MATERIALS PROVIDED section start
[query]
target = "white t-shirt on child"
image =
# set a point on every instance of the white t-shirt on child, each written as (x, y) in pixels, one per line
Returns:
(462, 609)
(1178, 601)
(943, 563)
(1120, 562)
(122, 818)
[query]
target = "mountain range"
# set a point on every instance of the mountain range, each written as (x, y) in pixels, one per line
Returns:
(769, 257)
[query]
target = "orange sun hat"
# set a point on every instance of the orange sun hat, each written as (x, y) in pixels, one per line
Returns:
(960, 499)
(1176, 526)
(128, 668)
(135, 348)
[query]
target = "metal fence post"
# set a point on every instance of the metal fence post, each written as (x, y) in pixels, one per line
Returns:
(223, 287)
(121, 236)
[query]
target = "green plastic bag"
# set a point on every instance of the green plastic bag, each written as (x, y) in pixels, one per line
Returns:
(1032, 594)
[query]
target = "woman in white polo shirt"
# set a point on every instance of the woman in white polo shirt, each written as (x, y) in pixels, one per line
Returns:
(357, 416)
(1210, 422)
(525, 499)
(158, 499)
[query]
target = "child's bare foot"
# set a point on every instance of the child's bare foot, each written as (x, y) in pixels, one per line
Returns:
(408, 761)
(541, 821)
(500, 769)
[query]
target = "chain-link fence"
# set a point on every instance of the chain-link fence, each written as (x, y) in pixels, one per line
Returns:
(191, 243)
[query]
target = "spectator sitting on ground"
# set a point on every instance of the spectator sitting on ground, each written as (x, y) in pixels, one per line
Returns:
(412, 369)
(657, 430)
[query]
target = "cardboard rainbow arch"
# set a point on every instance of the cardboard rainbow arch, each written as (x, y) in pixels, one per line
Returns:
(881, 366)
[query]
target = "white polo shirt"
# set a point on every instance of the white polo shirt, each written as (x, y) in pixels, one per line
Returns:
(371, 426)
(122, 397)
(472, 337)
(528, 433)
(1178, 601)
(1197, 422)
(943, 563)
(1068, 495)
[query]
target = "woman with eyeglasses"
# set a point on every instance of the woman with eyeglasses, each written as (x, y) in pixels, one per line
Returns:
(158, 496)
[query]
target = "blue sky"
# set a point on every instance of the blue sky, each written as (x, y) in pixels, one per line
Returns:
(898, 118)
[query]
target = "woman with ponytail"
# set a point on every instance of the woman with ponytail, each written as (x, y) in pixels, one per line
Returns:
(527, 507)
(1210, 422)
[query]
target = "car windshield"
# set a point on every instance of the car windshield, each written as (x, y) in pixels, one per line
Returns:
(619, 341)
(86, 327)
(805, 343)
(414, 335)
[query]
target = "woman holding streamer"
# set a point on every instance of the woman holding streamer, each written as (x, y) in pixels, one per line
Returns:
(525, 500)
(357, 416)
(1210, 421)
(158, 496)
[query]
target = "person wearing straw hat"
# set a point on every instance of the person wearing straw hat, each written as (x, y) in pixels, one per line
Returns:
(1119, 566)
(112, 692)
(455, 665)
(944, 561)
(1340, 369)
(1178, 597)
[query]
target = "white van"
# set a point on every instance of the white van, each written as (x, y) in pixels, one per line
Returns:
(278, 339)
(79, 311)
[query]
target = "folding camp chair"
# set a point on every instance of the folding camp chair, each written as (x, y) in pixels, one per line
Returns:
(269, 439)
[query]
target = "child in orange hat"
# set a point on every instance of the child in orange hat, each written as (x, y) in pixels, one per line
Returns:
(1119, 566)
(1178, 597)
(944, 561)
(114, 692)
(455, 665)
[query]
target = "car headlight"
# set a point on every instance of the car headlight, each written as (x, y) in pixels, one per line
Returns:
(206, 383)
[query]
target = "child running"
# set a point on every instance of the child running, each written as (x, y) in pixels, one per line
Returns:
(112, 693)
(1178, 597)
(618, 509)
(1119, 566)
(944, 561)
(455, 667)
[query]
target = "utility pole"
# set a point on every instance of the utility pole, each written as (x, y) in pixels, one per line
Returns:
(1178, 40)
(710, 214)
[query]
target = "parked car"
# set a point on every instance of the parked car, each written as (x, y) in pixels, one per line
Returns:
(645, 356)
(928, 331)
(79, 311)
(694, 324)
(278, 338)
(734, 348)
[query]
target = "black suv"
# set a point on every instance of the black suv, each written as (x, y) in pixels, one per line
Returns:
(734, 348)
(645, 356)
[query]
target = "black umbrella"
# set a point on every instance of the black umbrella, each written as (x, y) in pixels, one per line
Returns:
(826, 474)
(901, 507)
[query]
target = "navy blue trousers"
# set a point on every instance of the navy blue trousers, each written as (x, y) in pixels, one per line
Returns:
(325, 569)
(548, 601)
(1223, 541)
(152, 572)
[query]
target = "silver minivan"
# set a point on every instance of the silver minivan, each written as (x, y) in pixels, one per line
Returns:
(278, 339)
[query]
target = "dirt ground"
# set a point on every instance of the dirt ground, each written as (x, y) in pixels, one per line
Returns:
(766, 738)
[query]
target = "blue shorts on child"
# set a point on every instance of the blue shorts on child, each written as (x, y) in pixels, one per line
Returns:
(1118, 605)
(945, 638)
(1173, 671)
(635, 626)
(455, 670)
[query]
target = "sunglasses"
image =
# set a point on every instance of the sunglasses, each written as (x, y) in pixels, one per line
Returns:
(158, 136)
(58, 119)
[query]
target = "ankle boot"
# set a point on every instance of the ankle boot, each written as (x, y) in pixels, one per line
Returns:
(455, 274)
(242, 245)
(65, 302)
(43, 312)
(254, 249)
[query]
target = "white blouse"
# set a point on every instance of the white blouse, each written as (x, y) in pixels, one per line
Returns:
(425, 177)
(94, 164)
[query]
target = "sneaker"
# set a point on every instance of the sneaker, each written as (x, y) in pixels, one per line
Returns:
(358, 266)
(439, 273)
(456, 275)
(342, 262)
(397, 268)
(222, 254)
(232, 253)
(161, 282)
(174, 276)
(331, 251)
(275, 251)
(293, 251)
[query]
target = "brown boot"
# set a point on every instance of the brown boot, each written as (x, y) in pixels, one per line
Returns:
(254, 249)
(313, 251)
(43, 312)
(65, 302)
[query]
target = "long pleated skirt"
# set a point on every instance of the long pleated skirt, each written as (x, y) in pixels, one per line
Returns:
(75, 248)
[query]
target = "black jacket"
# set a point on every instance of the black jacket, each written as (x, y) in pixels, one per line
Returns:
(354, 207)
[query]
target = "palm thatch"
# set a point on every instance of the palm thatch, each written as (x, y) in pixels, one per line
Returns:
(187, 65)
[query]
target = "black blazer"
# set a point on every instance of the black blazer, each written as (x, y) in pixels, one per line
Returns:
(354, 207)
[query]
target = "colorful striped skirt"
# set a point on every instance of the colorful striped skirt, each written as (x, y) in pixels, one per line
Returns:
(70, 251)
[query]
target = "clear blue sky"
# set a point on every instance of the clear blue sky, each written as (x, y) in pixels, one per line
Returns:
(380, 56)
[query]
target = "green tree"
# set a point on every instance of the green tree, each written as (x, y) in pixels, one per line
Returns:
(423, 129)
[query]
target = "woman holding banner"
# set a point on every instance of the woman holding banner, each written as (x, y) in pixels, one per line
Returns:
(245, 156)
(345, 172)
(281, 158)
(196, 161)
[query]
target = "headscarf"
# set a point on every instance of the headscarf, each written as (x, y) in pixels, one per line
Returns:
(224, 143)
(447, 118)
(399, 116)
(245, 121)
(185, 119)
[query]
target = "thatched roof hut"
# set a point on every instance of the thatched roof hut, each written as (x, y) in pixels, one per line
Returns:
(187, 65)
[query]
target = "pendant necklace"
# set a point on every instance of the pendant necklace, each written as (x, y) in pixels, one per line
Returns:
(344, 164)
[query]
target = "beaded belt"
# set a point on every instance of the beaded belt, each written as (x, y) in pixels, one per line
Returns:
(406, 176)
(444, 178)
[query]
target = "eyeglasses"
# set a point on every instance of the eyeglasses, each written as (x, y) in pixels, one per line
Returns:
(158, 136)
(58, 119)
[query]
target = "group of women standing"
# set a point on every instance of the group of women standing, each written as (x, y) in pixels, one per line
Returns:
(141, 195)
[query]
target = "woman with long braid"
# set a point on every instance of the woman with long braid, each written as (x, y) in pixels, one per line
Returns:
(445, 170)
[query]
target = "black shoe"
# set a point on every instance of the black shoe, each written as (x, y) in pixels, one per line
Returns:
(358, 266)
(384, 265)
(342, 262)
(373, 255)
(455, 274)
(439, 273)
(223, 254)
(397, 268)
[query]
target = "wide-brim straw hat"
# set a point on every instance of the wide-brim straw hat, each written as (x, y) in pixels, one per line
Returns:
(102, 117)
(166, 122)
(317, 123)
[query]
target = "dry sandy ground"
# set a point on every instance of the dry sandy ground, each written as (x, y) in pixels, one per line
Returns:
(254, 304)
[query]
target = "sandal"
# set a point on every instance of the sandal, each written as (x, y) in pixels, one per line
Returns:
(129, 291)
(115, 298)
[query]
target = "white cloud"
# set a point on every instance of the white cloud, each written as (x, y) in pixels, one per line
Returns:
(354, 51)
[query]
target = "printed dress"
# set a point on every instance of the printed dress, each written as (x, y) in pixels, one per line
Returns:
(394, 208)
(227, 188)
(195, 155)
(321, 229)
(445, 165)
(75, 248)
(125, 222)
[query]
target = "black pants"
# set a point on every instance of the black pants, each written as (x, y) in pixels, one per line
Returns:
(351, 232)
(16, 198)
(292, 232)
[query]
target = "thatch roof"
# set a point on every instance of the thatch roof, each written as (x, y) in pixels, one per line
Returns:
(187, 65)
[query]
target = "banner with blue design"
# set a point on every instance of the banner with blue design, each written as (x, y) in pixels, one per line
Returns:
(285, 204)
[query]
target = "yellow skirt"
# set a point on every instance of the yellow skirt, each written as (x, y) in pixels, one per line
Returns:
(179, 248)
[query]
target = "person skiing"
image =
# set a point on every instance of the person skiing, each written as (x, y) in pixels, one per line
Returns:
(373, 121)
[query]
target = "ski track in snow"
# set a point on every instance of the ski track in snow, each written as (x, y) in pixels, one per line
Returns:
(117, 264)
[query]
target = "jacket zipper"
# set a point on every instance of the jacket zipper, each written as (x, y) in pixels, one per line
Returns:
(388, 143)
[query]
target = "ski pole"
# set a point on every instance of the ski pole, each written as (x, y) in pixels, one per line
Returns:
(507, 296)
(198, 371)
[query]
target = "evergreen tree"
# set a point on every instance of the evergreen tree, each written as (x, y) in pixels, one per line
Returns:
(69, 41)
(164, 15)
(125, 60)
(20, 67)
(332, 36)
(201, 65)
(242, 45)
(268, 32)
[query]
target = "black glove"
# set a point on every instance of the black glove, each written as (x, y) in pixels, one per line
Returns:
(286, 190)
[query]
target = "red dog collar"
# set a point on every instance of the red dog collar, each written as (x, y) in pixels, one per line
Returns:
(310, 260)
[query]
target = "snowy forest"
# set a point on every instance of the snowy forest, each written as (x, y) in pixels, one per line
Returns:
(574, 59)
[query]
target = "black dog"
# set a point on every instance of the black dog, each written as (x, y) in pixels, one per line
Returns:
MATERIALS PROVIDED section end
- [PROBLEM REQUIREMENTS]: Copy exactly the stretch of data above from the line with "# set a point on every instance of the white t-shirt" through the line with "# set a point on every instance of the orange", and omit all other lines.

- [SOLUTION]:
# set a point on every instance of the white t-shirt on child, each written as (x, y) in pixels, one per line
Returns:
(462, 609)
(1178, 601)
(943, 563)
(1120, 562)
(122, 818)
[query]
target = "mountain range"
# set a point on every instance of the mountain range, each written as (x, y) in pixels, one per line
Returns:
(769, 257)
[query]
target = "orange sun hat"
# set a point on every instance of the orange sun hat, each written as (x, y) in pixels, one per line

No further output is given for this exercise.